_WHAT IS NEEDED:_
Return exactly the span of lines that opens with the line containing "Question. For every instance of the truck windshield" and closes with the last line of the data, inclusive.

<<<<

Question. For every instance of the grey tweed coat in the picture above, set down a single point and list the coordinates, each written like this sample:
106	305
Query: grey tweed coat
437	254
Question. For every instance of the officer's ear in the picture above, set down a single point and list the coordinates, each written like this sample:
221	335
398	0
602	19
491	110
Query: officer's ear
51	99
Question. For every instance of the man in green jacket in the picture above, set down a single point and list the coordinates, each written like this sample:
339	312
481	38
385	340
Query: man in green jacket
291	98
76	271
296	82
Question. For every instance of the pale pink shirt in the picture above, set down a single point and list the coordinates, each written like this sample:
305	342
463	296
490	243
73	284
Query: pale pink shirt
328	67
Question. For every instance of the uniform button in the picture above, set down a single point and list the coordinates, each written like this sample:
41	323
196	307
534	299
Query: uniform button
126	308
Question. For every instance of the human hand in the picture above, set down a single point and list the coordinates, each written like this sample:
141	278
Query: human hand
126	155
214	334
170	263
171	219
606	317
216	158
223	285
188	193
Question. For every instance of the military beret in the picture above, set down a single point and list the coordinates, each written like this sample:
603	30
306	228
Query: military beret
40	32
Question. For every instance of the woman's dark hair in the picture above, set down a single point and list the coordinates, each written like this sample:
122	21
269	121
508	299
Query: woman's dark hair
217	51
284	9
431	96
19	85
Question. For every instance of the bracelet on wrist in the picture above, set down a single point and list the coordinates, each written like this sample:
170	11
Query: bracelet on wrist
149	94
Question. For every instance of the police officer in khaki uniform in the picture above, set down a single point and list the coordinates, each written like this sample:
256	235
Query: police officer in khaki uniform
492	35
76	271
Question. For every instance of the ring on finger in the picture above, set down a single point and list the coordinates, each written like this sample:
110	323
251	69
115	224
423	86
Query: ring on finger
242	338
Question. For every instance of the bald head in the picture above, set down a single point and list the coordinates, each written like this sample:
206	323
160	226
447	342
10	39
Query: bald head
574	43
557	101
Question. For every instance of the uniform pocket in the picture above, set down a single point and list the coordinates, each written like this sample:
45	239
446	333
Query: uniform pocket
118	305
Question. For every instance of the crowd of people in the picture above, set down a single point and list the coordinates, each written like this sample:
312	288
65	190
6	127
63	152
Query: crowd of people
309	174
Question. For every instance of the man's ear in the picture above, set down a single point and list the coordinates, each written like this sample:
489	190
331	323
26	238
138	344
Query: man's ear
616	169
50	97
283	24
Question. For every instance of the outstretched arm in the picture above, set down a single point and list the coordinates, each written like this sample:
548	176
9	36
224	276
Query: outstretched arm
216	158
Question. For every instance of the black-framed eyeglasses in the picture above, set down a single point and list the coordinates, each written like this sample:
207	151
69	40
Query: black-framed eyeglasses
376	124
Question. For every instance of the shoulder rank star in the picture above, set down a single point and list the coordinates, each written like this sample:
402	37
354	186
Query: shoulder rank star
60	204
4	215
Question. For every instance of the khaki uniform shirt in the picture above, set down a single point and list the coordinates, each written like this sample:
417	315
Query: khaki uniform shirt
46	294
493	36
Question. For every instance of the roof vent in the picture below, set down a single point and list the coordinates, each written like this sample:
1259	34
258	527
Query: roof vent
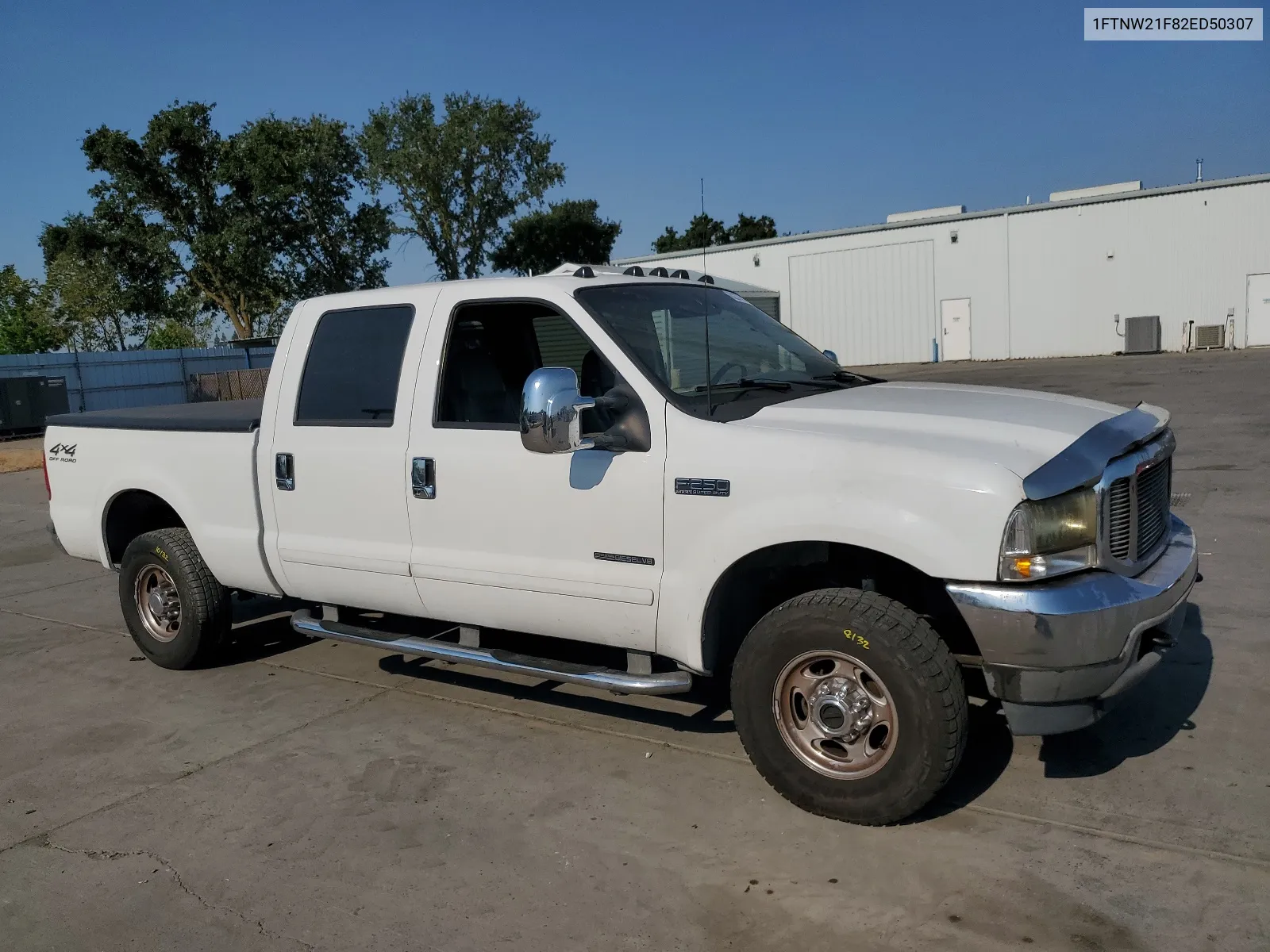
926	213
1095	190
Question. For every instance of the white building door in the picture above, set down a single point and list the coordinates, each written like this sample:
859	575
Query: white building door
1259	311
956	317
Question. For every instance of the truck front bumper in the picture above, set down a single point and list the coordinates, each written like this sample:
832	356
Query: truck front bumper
1058	654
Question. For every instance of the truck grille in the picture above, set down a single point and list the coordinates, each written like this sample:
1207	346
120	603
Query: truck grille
1130	539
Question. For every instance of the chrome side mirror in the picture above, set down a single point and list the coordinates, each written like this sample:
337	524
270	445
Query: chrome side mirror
552	412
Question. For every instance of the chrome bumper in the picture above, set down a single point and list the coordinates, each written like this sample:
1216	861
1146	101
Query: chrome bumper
1058	653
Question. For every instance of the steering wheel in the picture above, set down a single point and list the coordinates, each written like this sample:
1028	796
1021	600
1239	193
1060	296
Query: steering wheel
723	370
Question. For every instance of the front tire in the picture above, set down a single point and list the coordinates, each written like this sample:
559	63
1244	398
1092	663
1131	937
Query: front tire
175	611
850	706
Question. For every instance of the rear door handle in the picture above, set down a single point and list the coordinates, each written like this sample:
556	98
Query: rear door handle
423	478
285	471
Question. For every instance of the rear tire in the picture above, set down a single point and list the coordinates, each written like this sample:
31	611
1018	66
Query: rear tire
850	706
177	612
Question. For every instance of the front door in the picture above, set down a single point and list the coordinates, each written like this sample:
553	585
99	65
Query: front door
567	545
1259	311
334	475
956	317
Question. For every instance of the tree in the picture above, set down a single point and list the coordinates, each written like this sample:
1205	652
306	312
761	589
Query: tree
567	232
25	325
247	224
86	298
704	232
460	179
752	228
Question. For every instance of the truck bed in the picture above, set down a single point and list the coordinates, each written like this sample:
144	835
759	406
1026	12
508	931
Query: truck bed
220	416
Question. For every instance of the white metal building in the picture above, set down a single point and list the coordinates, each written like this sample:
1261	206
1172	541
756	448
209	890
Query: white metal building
1060	278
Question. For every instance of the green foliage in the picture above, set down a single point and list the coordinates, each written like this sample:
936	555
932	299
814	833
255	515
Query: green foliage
460	179
244	225
25	325
749	228
171	336
86	298
704	232
567	232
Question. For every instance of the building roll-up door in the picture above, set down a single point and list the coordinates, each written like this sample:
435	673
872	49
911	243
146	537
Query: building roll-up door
868	305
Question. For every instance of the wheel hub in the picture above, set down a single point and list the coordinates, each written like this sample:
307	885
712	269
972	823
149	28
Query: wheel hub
835	715
158	603
841	708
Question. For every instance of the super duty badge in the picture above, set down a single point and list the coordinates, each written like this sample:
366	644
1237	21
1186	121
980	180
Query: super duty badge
689	486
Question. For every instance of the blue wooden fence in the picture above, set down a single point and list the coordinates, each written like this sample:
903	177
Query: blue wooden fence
110	380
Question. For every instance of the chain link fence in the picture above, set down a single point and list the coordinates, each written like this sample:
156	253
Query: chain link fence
228	385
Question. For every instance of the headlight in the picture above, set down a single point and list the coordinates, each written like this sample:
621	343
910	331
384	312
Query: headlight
1051	537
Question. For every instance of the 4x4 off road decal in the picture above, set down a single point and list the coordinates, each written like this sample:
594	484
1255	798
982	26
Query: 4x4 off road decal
690	486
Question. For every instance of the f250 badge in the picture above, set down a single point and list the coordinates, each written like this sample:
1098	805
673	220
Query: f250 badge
689	486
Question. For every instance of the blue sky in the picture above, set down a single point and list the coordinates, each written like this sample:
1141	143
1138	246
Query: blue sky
819	114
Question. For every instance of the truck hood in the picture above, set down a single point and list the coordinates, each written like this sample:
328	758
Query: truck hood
1018	429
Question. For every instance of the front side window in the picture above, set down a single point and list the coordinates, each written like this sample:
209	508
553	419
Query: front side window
491	351
353	367
751	359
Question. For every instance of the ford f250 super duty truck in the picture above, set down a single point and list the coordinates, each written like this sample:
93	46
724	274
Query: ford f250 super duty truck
653	466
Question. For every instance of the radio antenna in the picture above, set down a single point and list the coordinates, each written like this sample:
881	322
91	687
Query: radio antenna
705	302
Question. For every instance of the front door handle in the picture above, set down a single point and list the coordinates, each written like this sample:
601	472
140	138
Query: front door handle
285	471
423	478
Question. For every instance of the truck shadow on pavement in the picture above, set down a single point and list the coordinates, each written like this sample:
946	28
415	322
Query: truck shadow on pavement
1149	716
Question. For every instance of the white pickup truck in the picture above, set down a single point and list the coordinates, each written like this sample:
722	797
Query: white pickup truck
654	467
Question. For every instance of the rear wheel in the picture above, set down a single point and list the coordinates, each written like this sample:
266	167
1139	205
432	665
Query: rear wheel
175	611
850	704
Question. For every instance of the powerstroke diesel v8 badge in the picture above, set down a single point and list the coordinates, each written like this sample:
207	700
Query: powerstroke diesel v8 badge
689	486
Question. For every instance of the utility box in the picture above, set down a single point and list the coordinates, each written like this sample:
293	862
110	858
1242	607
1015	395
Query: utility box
25	403
1210	336
1142	336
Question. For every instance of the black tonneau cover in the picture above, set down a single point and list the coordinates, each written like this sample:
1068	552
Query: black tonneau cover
219	416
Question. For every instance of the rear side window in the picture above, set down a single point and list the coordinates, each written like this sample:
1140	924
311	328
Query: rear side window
353	367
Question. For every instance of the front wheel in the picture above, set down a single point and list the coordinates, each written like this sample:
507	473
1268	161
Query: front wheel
850	704
177	612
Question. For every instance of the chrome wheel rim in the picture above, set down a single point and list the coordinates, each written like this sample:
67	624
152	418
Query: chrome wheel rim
836	715
158	603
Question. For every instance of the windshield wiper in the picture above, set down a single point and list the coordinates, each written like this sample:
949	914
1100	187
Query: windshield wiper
849	378
747	384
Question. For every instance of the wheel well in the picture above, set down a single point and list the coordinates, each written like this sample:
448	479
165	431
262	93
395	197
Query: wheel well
764	579
133	513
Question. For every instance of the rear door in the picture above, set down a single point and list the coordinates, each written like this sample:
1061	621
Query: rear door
567	545
337	460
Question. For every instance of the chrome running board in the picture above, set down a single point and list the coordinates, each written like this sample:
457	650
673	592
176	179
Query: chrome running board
497	659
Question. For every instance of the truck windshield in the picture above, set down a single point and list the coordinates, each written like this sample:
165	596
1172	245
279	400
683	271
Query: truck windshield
751	359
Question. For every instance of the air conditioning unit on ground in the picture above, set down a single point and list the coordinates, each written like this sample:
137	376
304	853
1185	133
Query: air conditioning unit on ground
1142	336
1210	336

>>>>

_RESPONSE FOR THIS EXERCISE:_
Question. For every instance of the truck windshield in the picture above, set down a single point and list the coordinates, each written like this sample:
165	596
1172	245
279	400
683	271
Query: truck windshield
751	359
Question. For every instance of the air conditioning unit on ground in the picture above, set down a single point and list the coordinates, each written like this sample:
137	376
304	853
1185	133
Query: air conditioning unit on ground
1142	336
1210	336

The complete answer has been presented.